### COMPLETE THE FOLLOWING
1. Pull out every line of the rows that contains the word "like".
2. Please resume the review of the Stott biography, continuing on from its last sentence.

Dudley-Smith’s massive two volume biography will therefore
probably require at least a concluding Epilogue. In the
meantime, this second volume describes Stott’s career during
the four decades from 1960 onwards, and is rightly entitled „A
Global Ministry”‘. This is the record of how Stott’s preaching
and teaching, which had established his reputation at All Souls
Church, Langham Place in central London, came to be shared
around the world, primarily in English-speaking communities.
As in Volume 1, (reviewed in this Newsletter, December
2001), Dudley-Smith is at pains to avoid a hagiographic tone.
Stott’s achievements are allowed to speak for themselves, and
fortunately he maintained an extensive paper trail, has an
excellent memory and a most capable secretarial staff – all of
which helped his biographer immensely. But once again
Dudley-Smith’s close friendship with his subject possibly
prevents him from standing back for a more critical assessment
of all this global activity, or from investigating more intensely
the long-term impact of Stott’s remarkably consistent
missionary endeavours. But this volume presents a convincing
case that Stott made a decisive contribution to the building up
of the Evangelical community around the world, despite the
alarming spread of secularism in so many societies.

### STORED ROWS

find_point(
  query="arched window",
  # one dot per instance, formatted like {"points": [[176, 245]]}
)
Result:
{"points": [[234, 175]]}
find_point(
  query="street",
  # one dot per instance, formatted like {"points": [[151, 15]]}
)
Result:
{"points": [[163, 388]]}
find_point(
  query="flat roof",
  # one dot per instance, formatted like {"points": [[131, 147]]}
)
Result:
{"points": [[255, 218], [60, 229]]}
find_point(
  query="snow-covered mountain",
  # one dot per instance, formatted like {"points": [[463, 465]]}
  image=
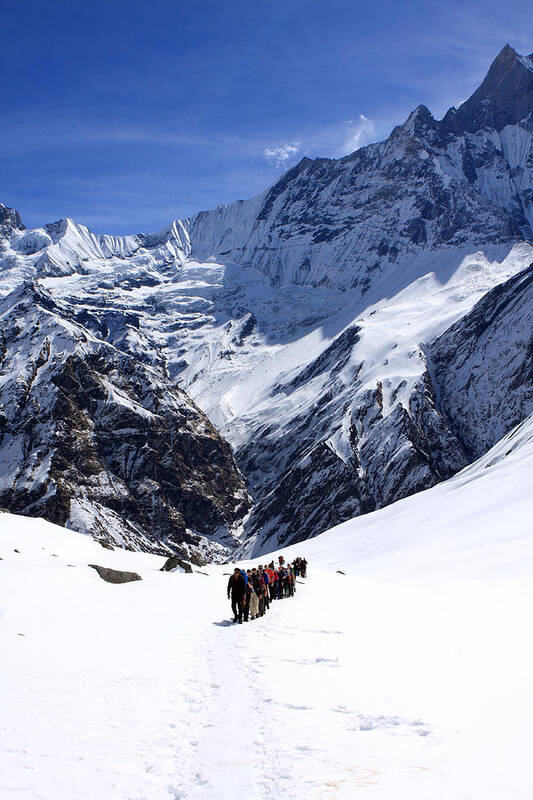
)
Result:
{"points": [[417, 657], [358, 332]]}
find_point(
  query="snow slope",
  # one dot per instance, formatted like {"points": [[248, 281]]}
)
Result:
{"points": [[407, 677], [314, 325]]}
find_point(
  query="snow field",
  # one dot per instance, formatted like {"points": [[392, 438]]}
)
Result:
{"points": [[407, 677]]}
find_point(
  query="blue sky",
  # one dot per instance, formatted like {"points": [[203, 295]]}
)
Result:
{"points": [[125, 114]]}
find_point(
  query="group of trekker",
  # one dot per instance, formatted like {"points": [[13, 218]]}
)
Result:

### EXPECTED RESPONSES
1.
  # one dot per instance, formatted like {"points": [[176, 245]]}
  # one dot per instance, formatted like {"points": [[151, 15]]}
  # one dot per instance, formatted like {"points": [[131, 147]]}
  # one dot per instance, formatted like {"points": [[463, 465]]}
  # one dot per instance, formatted like {"points": [[248, 281]]}
  # one dot per instance, formatted like {"points": [[392, 438]]}
  # one dot per instance, formatted like {"points": [[203, 295]]}
  # one dot per instance, formatted like {"points": [[13, 218]]}

2.
In 1960 Stott had already had ten very successful years
in central London, working with and training a whole
succession of curates and assistants. Dudley-Smith first tackles
the question of why Stott was never given preferment in the
Church of England, or selected as a bishop. He believes the
ecclesiastical hierarchy was still too much in the hands of the
Anglo-Catholic wing of the Church, and cites the Archbishop
of Canterbury, Michael Ramsay, as one of those most
implacably opposed to evangelicals. But there was also, as
Dudley-Smith admits, the issue of Stott’s seeming inflexibility,
and the difficulties he would undoubtedly have faced in
dealing with priests of other persuasions. Certainly, given the
increasing demands made on Stott’s services, particularly
overseas, these would have been hard to combine with
diocesan responsibilities. So Stott never became a bishop.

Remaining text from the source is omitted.